C’était là, si je ne me trompe, où en était cette délicate négociation, quand la reine d’Angleterre vint à Eu pour la deuxième fois. Les ministres des affaires étrangères de France et d’Angleterre, M. Guizot et lord Aberdeen, s’abouchèrent directement. On entra dans des détails et des confidences qui n’avaient pas été confiés au papier. C’était le temps de la grande intimité. Lord Aberdeen reconnut, avec sa bonne foi ordinaire, que notre ministère était strictement resté dans les termes des engagemens contractés, n’avait pas voulu profiter des avantages que lui donnaient ses bons rapports avec l’Espagne pour mettre en avant la candidature de M. le duc de Montpensier. On fit un pas de plus dans la voie d’arrangemens amicaux. Lord Aberdeen eut connaissance du désir qu’avait la famille royale d’unir le duc de Montpensier à l’infante sœur de la reine ; il donna à ce mariage son adhésion, à condition toutefois qu’il n’eût lieu qu’après celui de la reine et quand elle aurait donné un héritier à la couronne d’Espagne.

• **CONSIGNE A**:
Traduisez en anglais cette phrase du texte : « Les ministres des affaires étrangères de France et d’Angleterre, M. Guizot et lord Aberdeen, s’abouchèrent directement. »
Le texte et les enregistrements constituent deux ensembles distincts.

• **DOCUMENTS SOURCES**:
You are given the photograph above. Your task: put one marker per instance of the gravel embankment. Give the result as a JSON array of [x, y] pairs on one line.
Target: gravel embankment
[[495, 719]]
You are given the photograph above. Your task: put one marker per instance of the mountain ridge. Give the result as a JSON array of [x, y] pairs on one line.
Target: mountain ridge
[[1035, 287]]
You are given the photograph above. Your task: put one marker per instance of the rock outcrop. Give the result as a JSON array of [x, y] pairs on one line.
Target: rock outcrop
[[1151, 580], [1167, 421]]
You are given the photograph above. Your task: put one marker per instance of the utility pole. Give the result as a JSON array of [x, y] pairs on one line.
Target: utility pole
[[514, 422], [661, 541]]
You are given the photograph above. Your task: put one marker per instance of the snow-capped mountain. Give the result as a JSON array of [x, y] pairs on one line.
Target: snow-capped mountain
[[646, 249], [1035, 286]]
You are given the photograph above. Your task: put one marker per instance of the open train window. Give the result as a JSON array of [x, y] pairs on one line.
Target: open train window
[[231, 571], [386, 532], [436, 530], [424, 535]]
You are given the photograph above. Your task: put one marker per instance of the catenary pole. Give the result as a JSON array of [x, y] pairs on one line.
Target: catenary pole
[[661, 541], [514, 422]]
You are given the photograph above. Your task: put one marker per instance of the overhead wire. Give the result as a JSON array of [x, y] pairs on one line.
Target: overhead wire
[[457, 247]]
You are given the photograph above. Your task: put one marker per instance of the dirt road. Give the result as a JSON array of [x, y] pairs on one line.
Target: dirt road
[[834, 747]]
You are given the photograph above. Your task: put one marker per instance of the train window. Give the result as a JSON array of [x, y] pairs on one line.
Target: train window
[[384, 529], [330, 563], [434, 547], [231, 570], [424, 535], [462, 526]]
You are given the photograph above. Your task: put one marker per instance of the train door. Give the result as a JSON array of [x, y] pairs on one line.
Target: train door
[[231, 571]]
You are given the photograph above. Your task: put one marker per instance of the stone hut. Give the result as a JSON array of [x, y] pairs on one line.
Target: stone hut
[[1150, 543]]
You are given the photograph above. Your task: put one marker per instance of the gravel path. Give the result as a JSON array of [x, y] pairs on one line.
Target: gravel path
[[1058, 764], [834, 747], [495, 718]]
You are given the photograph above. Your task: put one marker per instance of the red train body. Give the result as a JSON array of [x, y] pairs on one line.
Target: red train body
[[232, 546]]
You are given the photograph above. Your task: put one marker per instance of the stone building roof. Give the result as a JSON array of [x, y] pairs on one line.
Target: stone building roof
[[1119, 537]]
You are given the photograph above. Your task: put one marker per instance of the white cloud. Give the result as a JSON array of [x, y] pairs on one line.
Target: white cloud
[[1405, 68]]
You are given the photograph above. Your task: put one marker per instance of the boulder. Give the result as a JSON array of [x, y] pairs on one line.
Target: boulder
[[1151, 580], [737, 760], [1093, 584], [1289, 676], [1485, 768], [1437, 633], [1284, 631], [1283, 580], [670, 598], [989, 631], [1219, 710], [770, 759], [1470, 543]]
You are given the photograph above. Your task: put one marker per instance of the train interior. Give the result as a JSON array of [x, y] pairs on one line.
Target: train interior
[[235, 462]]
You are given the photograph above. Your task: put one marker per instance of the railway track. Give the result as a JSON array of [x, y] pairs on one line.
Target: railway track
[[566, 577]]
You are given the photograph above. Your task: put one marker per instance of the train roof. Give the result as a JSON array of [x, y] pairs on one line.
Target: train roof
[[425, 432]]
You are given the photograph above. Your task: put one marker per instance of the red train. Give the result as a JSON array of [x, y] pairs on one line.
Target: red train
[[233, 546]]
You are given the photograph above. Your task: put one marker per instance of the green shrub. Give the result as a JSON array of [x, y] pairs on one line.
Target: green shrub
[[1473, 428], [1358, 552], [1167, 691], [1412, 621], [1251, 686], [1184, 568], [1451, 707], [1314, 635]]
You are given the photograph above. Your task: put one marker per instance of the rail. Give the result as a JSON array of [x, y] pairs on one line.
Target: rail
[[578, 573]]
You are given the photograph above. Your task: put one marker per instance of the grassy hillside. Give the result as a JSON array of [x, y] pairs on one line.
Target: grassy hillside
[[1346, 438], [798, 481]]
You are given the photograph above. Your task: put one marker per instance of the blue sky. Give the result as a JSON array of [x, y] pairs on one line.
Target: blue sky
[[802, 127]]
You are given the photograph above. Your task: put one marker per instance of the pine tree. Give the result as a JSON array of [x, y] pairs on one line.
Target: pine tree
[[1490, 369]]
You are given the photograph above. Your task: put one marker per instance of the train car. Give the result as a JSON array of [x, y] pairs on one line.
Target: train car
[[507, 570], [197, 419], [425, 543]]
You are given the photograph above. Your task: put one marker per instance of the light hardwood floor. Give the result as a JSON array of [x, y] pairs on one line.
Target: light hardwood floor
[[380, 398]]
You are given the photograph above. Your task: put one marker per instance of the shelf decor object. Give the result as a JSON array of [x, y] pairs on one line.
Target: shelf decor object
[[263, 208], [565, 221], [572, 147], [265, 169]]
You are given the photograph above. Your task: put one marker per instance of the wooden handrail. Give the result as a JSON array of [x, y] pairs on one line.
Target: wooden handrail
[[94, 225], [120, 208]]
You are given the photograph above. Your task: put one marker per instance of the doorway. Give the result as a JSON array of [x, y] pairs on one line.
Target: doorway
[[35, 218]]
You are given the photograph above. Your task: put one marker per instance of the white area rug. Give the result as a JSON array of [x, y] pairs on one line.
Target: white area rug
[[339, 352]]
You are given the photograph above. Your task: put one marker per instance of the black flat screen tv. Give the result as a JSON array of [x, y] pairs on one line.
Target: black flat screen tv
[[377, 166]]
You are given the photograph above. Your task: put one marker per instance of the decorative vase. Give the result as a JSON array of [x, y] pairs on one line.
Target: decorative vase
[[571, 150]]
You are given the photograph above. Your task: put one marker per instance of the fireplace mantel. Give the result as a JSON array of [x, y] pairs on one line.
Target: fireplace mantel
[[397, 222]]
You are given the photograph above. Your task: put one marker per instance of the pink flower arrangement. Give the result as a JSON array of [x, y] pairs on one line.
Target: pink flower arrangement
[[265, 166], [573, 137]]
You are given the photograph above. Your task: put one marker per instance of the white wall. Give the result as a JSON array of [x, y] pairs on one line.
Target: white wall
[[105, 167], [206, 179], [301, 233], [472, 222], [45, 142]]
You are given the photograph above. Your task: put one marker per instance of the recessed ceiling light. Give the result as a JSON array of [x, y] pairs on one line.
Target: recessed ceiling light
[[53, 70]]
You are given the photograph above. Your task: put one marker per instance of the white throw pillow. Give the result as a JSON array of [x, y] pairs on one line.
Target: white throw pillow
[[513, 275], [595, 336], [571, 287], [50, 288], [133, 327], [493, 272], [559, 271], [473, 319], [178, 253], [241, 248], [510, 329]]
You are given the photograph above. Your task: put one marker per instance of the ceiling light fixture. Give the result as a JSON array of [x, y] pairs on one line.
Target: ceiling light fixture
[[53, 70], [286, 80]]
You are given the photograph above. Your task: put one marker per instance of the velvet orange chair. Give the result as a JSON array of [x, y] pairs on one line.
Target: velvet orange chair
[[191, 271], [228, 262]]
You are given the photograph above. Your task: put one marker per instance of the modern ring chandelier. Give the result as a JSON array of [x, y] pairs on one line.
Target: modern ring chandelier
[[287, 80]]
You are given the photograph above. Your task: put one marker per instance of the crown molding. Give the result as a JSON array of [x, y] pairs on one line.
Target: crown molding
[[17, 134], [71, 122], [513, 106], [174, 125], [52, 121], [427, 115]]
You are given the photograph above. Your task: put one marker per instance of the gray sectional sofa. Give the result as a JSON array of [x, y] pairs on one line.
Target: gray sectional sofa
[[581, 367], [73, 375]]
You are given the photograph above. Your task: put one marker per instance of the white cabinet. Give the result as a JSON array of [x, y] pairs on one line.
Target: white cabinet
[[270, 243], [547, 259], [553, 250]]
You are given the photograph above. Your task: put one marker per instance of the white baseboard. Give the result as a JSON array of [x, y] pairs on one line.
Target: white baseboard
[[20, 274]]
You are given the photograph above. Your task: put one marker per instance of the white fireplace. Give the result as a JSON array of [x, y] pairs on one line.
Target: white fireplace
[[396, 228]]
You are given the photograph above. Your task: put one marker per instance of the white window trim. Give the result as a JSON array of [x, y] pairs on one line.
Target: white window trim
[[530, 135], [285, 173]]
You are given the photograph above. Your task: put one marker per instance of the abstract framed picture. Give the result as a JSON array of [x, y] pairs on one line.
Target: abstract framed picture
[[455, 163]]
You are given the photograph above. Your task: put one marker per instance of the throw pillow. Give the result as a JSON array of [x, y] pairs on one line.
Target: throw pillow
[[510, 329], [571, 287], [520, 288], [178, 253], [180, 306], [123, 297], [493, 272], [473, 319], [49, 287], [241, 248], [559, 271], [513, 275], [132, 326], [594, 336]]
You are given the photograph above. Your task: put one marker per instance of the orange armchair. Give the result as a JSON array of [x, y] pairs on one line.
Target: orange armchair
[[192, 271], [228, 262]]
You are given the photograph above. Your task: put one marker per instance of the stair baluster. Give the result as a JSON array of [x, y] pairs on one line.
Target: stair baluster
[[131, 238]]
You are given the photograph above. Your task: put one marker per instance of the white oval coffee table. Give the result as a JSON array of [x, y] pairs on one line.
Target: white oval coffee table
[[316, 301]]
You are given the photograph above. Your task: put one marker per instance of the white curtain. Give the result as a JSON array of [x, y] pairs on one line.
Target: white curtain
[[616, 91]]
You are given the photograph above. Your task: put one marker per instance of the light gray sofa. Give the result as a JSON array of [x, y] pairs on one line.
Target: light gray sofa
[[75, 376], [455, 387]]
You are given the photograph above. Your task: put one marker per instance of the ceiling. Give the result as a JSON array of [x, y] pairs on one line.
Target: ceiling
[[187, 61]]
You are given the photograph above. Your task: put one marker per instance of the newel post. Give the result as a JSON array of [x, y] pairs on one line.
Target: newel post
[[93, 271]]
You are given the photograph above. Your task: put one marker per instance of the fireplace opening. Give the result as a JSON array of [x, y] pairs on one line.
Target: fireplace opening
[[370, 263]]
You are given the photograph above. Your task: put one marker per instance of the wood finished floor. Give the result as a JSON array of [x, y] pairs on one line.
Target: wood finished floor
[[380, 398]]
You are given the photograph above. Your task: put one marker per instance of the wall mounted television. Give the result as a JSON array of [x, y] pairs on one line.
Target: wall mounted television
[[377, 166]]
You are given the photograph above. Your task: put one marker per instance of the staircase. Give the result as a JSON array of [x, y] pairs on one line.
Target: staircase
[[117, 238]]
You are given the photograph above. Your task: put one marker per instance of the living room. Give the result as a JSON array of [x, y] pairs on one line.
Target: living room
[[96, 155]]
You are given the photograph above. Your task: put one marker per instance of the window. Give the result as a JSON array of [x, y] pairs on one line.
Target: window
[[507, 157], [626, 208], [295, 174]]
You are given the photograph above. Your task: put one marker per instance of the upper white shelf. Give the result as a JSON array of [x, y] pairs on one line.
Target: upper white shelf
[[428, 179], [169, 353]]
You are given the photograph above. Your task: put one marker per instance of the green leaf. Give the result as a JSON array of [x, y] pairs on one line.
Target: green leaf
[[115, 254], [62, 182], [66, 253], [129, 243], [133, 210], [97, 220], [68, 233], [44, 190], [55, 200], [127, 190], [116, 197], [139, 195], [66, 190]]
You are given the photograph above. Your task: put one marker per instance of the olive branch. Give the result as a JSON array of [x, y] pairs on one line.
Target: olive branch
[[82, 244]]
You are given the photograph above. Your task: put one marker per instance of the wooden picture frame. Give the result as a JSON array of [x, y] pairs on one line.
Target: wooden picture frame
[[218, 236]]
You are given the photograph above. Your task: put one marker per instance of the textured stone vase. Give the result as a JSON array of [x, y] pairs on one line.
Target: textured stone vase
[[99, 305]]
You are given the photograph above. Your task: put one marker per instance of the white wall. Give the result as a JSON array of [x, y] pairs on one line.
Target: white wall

• **CONSIGNE B**:
Mettez à l'échelle les enregistrements : recopiez-en les lignes, demandes comprises, en multipliant par 0,45 chaque coordonnée figurant dans les réponses et en arrondissant à l'entier, les demis vers le haut. Commencez à la première ligne des enregistrements et arrêtez-vous après celle qui contient « [[646, 249], [1035, 286]] ».

• **RÉPONSE A**:
The foreign ministers of France and England, M. Guizot and Lord Aberdeen, conferred directly.

• **RÉPONSE B**:
You are given the photograph above. Your task: put one marker per instance of the gravel embankment. Give the result as a JSON array of [x, y] pairs on one line.
Target: gravel embankment
[[223, 324]]
You are given the photograph above. Your task: put one marker per instance of the mountain ridge. Give the result as a JSON array of [x, y] pairs on one line.
Target: mountain ridge
[[466, 129]]
You are given the photograph above. Your task: put one marker per instance of the rock outcrop. Give the result as a JSON array of [x, y] pairs on one line.
Target: rock outcrop
[[518, 261], [525, 189]]
You are given the photograph above. Your task: put one marker per instance of the utility pole. Give the result as a JSON array of [x, y] pairs on one line.
Target: utility pole
[[231, 190], [297, 243]]
You are given the photograph above. Your task: put one marker per instance of the snow-capped mountain. Give the result as a JSON array of [x, y] pairs on one line.
Target: snow-capped mountain
[[291, 112], [466, 129]]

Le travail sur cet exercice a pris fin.